* **Aim of the task**: From the data below, return the exact lines starting at the line containing "task | identify every instance of the stone retaining" and ending at the line containing "task | identify every instance of the clear", both included, and nothing else.

Data excerpts
= Beginning of Section =

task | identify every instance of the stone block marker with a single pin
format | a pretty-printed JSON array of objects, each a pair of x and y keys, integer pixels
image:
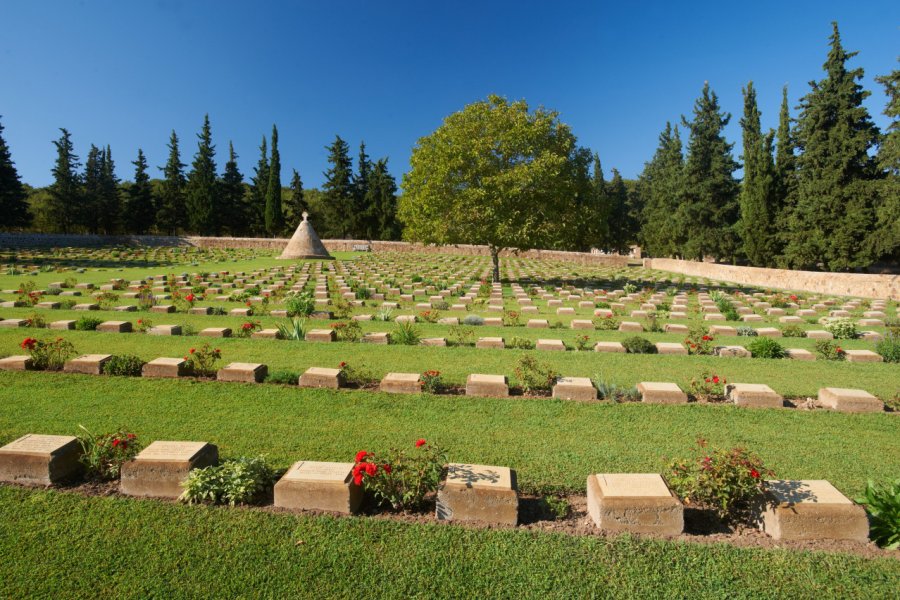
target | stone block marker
[
  {"x": 243, "y": 372},
  {"x": 401, "y": 383},
  {"x": 810, "y": 510},
  {"x": 321, "y": 377},
  {"x": 88, "y": 364},
  {"x": 574, "y": 388},
  {"x": 479, "y": 493},
  {"x": 165, "y": 367},
  {"x": 755, "y": 395},
  {"x": 657, "y": 392},
  {"x": 115, "y": 327},
  {"x": 321, "y": 335},
  {"x": 40, "y": 459},
  {"x": 160, "y": 468},
  {"x": 15, "y": 363},
  {"x": 634, "y": 503},
  {"x": 494, "y": 386},
  {"x": 310, "y": 485},
  {"x": 849, "y": 400}
]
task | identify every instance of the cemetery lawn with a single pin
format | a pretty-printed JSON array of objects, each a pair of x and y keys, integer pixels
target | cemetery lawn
[{"x": 68, "y": 546}]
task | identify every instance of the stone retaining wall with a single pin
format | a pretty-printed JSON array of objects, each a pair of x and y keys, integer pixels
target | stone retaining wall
[{"x": 839, "y": 284}]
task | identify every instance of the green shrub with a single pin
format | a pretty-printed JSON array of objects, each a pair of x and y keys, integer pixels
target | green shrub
[
  {"x": 238, "y": 481},
  {"x": 124, "y": 365},
  {"x": 883, "y": 506},
  {"x": 87, "y": 323},
  {"x": 764, "y": 347},
  {"x": 638, "y": 345}
]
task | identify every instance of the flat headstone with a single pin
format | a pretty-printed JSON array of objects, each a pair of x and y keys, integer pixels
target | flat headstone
[
  {"x": 160, "y": 468},
  {"x": 634, "y": 503},
  {"x": 40, "y": 459},
  {"x": 479, "y": 493},
  {"x": 849, "y": 400},
  {"x": 810, "y": 510},
  {"x": 311, "y": 485}
]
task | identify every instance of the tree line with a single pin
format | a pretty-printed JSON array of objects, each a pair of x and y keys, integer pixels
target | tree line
[{"x": 199, "y": 200}]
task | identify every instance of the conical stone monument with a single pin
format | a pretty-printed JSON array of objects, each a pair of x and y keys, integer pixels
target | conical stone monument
[{"x": 305, "y": 243}]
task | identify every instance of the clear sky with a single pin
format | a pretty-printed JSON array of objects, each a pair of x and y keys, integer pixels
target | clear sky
[{"x": 125, "y": 73}]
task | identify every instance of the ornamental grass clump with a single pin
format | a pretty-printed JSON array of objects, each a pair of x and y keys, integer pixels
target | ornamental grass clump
[
  {"x": 401, "y": 479},
  {"x": 726, "y": 481}
]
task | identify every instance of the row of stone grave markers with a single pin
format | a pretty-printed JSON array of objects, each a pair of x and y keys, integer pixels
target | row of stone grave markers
[
  {"x": 639, "y": 503},
  {"x": 751, "y": 395}
]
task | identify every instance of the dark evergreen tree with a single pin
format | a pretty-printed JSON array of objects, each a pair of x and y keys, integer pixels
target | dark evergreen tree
[
  {"x": 260, "y": 182},
  {"x": 758, "y": 199},
  {"x": 232, "y": 194},
  {"x": 296, "y": 203},
  {"x": 200, "y": 197},
  {"x": 836, "y": 194},
  {"x": 274, "y": 213},
  {"x": 13, "y": 207},
  {"x": 63, "y": 205},
  {"x": 140, "y": 209},
  {"x": 170, "y": 215},
  {"x": 338, "y": 191},
  {"x": 709, "y": 208},
  {"x": 661, "y": 187}
]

= End of Section =

* **Written solution**:
task | identify every instance of the stone retaining wall with a single pin
format | a pretty-printed JSON array of objects, each a pair of x and y keys, integer pixels
target | stone retaining wall
[{"x": 839, "y": 284}]
task | identify every instance of the green shrub with a single pin
format | a pretty-printed JSON array of objects, each a pair of x and y keys, integer pixels
target | green shrub
[
  {"x": 238, "y": 481},
  {"x": 124, "y": 365},
  {"x": 883, "y": 506},
  {"x": 87, "y": 323},
  {"x": 764, "y": 347},
  {"x": 638, "y": 345}
]
task | identify every instance of the flat headstone with a single pin
format | a pretty-printed JSON array of objects, each a pair of x and y keys, integer pixels
target | flat headstone
[
  {"x": 160, "y": 468},
  {"x": 634, "y": 503},
  {"x": 40, "y": 459},
  {"x": 479, "y": 493},
  {"x": 849, "y": 400},
  {"x": 810, "y": 510},
  {"x": 311, "y": 485}
]
task | identify every instance of the tree line with a single pin
format | a pretty-printed JSON array of objects, each a pair of x and y keys, integer pixels
target | tree line
[{"x": 199, "y": 200}]
task | identify every instance of the conical stone monument with a single pin
format | a pretty-printed JSON array of objects, each a pair of x and y keys, integer pixels
target | conical stone monument
[{"x": 305, "y": 243}]
task | identify every instance of the clear sky with a single pin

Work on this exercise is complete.